• _Raw records_
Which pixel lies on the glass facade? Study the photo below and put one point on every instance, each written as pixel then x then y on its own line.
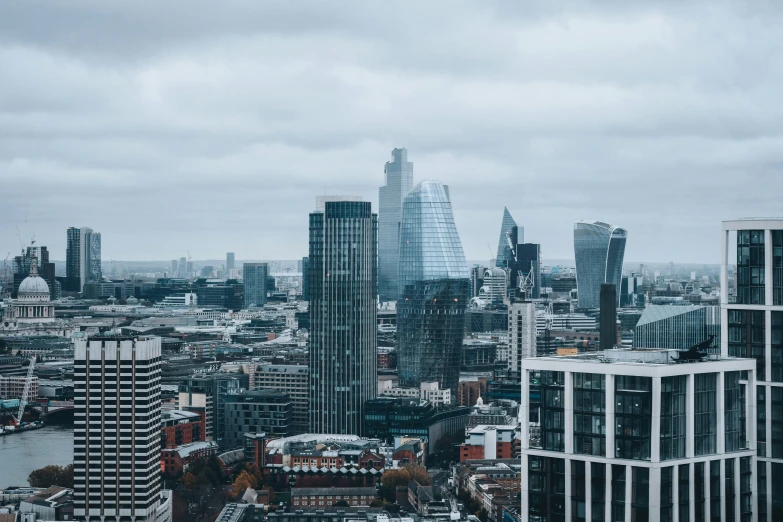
pixel 434 285
pixel 673 417
pixel 399 180
pixel 343 326
pixel 599 249
pixel 747 337
pixel 705 414
pixel 504 255
pixel 750 267
pixel 590 414
pixel 633 417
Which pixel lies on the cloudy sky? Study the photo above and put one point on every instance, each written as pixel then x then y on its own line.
pixel 212 126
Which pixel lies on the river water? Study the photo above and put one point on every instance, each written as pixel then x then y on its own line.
pixel 21 453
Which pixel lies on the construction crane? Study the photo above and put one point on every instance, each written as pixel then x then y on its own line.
pixel 27 384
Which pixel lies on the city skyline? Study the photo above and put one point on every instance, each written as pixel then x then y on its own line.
pixel 540 132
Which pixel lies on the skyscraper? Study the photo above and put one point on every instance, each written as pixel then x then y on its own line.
pixel 399 180
pixel 117 430
pixel 752 326
pixel 608 319
pixel 343 278
pixel 504 255
pixel 433 290
pixel 254 279
pixel 82 258
pixel 521 333
pixel 598 251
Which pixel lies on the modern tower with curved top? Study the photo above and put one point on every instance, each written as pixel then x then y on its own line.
pixel 433 290
pixel 598 251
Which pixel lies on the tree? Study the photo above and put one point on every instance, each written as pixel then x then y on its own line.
pixel 243 481
pixel 52 476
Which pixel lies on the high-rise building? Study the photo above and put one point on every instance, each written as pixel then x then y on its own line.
pixel 399 181
pixel 677 326
pixel 598 251
pixel 505 243
pixel 343 281
pixel 117 423
pixel 82 258
pixel 434 287
pixel 254 276
pixel 607 327
pixel 305 279
pixel 260 411
pixel 752 326
pixel 291 379
pixel 631 435
pixel 521 333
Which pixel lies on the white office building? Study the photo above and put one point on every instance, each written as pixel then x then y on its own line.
pixel 117 430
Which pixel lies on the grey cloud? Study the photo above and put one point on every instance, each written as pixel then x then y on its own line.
pixel 212 127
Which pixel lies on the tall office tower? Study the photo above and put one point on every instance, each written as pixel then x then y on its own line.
pixel 343 282
pixel 521 333
pixel 627 435
pixel 505 243
pixel 529 260
pixel 752 326
pixel 82 258
pixel 434 287
pixel 305 279
pixel 677 326
pixel 399 181
pixel 607 328
pixel 254 277
pixel 117 430
pixel 598 251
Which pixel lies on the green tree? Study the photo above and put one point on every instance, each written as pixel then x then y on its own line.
pixel 52 476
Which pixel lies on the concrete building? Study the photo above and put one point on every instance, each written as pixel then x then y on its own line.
pixel 399 181
pixel 752 326
pixel 343 307
pixel 521 333
pixel 254 276
pixel 117 418
pixel 260 411
pixel 634 435
pixel 82 258
pixel 291 379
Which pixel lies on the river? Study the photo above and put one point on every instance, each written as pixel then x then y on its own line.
pixel 21 453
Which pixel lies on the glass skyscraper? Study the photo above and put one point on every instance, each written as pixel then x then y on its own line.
pixel 504 255
pixel 434 282
pixel 598 251
pixel 399 180
pixel 342 287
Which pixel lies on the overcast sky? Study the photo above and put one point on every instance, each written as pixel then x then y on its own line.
pixel 212 126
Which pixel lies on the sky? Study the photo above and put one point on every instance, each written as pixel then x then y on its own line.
pixel 212 126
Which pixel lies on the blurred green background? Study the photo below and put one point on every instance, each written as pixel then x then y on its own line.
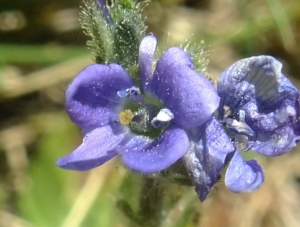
pixel 42 48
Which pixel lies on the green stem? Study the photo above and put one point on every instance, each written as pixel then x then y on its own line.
pixel 151 199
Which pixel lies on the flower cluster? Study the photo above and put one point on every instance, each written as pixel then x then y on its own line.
pixel 172 112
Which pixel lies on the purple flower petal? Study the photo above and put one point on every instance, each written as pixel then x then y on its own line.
pixel 209 147
pixel 276 143
pixel 97 148
pixel 92 100
pixel 270 102
pixel 256 78
pixel 147 156
pixel 189 95
pixel 243 176
pixel 146 53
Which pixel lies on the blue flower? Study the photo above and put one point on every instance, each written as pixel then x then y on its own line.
pixel 260 108
pixel 149 125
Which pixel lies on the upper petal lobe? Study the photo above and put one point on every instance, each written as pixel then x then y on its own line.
pixel 91 99
pixel 189 95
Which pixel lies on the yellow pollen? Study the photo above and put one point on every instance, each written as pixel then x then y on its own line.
pixel 125 117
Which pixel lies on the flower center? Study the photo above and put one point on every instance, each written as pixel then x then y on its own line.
pixel 144 115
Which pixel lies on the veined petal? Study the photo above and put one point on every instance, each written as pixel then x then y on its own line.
pixel 243 176
pixel 146 53
pixel 256 78
pixel 189 95
pixel 209 147
pixel 148 156
pixel 97 148
pixel 277 142
pixel 91 99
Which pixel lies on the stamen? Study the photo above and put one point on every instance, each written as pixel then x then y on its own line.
pixel 133 93
pixel 162 118
pixel 239 127
pixel 126 117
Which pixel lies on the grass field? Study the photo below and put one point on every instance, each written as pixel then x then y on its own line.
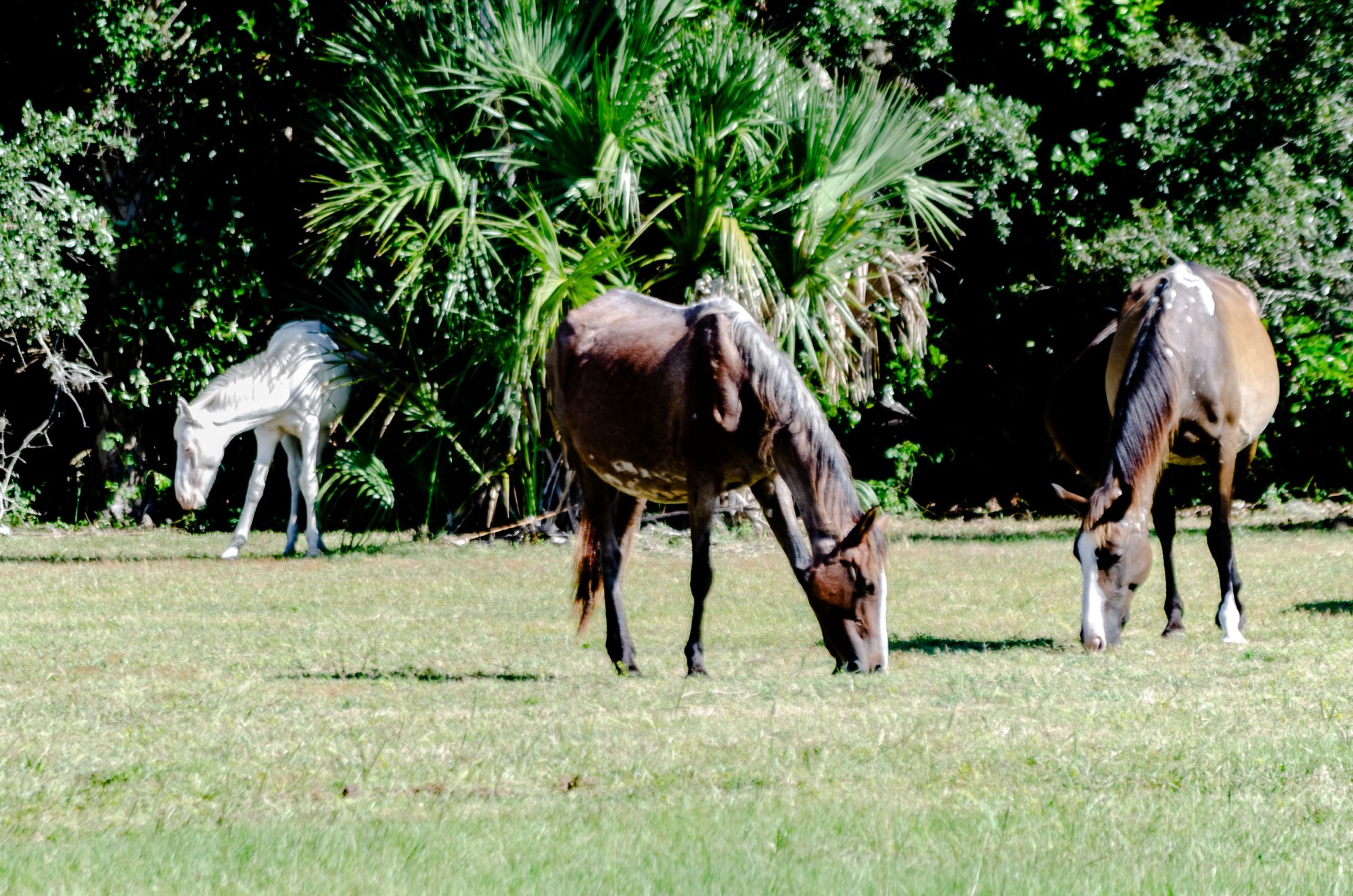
pixel 424 719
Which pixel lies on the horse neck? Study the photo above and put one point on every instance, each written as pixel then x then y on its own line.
pixel 814 467
pixel 233 410
pixel 1145 421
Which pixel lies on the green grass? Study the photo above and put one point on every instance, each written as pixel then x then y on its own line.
pixel 424 719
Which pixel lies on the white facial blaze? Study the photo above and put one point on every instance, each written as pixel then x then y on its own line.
pixel 1093 598
pixel 1231 617
pixel 883 616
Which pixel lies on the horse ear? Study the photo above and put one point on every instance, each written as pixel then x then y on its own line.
pixel 857 536
pixel 726 369
pixel 1074 501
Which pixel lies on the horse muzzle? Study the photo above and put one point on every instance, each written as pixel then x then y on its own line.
pixel 190 500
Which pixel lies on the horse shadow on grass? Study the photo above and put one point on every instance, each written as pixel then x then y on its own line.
pixel 1325 608
pixel 413 673
pixel 930 644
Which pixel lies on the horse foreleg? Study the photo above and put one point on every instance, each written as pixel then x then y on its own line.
pixel 311 484
pixel 702 501
pixel 293 447
pixel 267 448
pixel 605 506
pixel 1231 612
pixel 779 504
pixel 1163 515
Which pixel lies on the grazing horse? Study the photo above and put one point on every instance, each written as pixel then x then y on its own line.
pixel 662 402
pixel 292 393
pixel 1191 379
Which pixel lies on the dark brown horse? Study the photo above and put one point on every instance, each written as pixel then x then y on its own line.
pixel 1191 379
pixel 656 401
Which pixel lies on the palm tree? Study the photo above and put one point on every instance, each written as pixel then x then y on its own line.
pixel 509 160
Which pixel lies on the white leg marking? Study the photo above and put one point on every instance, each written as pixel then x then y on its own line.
pixel 883 616
pixel 1231 616
pixel 1093 598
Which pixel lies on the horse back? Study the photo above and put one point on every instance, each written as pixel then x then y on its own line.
pixel 1209 325
pixel 642 392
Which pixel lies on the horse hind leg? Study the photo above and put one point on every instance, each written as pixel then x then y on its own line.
pixel 1163 515
pixel 702 505
pixel 293 447
pixel 1231 613
pixel 311 484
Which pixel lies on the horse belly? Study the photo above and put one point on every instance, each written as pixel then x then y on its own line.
pixel 642 482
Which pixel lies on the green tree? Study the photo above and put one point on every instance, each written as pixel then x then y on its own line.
pixel 508 162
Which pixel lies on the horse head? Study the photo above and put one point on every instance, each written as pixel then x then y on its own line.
pixel 848 590
pixel 201 451
pixel 1116 558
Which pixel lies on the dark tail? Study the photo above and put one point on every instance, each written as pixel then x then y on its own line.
pixel 589 567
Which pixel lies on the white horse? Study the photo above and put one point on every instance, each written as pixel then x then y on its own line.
pixel 292 393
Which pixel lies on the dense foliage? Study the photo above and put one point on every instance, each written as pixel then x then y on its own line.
pixel 1105 141
pixel 446 181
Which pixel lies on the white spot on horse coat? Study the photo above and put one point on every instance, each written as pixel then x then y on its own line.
pixel 1187 278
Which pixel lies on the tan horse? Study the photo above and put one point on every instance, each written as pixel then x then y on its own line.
pixel 662 402
pixel 1191 379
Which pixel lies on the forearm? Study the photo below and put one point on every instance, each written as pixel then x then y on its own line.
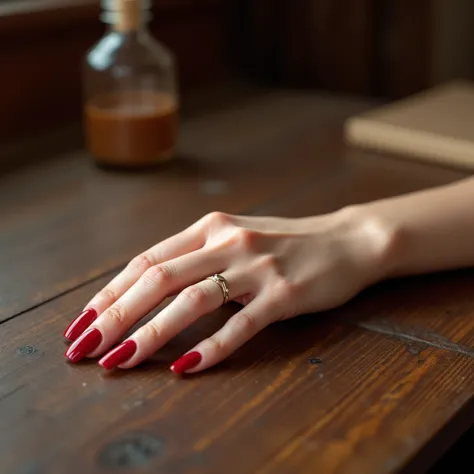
pixel 431 230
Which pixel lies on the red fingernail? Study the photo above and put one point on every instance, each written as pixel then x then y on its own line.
pixel 80 324
pixel 88 342
pixel 119 355
pixel 188 361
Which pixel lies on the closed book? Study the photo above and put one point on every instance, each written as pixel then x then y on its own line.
pixel 436 125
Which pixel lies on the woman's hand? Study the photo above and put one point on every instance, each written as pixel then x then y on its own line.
pixel 276 268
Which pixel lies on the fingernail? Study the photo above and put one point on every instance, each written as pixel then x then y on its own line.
pixel 188 361
pixel 88 342
pixel 119 355
pixel 80 324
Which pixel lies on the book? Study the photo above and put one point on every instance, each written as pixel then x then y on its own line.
pixel 435 125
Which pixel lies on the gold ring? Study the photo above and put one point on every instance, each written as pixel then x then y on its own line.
pixel 223 284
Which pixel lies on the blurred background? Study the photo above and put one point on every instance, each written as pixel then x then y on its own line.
pixel 379 48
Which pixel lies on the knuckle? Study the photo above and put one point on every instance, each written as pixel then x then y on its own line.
pixel 243 239
pixel 141 262
pixel 116 315
pixel 216 346
pixel 152 331
pixel 269 263
pixel 245 323
pixel 286 290
pixel 194 295
pixel 158 275
pixel 106 294
pixel 217 219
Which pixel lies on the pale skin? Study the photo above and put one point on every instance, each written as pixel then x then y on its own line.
pixel 280 268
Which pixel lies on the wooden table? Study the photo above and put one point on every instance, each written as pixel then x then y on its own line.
pixel 382 385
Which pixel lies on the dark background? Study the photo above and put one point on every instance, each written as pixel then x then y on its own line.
pixel 383 48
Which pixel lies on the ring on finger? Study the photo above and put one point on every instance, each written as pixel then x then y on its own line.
pixel 223 284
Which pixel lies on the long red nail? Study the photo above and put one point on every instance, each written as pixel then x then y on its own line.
pixel 88 342
pixel 80 324
pixel 188 361
pixel 119 355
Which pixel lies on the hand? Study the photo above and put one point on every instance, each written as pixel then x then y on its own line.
pixel 276 268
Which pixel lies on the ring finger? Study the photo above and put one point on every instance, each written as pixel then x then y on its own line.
pixel 192 303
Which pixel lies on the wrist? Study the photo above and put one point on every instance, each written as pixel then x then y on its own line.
pixel 373 240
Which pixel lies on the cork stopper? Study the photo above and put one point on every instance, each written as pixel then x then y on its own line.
pixel 126 15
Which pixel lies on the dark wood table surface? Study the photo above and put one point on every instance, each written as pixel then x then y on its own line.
pixel 384 384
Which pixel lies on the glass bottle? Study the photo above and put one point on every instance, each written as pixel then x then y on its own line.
pixel 130 91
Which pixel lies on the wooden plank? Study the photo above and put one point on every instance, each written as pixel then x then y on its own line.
pixel 365 403
pixel 439 308
pixel 63 221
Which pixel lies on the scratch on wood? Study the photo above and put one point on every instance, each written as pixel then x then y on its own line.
pixel 429 339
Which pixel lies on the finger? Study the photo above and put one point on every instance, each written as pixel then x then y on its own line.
pixel 183 243
pixel 147 293
pixel 192 303
pixel 239 329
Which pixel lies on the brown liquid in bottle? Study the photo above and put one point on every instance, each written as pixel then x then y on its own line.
pixel 131 129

• _Exercise details_
All lines from the one containing "Which pixel lies on the wrist?" through the final line of the listing above are to be reproduced exactly; include both and add nothing.

• _Exercise result_
Which pixel lies on the wrist? Study the photo above and put one point on every instance, each written as pixel then x then y on its own line.
pixel 373 240
Which pixel lies on the cork stopper? Study the photo above and put one point on every instance, each written as pixel then x then y on its own line.
pixel 126 15
Which pixel lies on the dark wood table surface? Study the photo above and put one point on every instance, each written as pixel then x then y on its own line.
pixel 384 384
Which pixel lies on the glass bottle? Study the photo above and put one point on every instance, each written as pixel then x then y on its own line.
pixel 130 91
Which pixel lies on the wooden plank? Study the photo above and put one point on every instance, each written as pixel then x then y on its own line.
pixel 365 403
pixel 439 308
pixel 63 221
Which pixel lies on the scratch on wood? Study the photo above and put one point on every instance, each written as pixel then x then y on its own line.
pixel 429 339
Which pixel lies on the finger? Study the photo above and put one point on every instance, each written as pixel then x then y on its own line.
pixel 183 243
pixel 147 293
pixel 192 303
pixel 239 329
Which pixel lies on the brown liquid in bottle? Study the photo above and put one point on every instance, each written as pixel then x then y on its own line.
pixel 131 129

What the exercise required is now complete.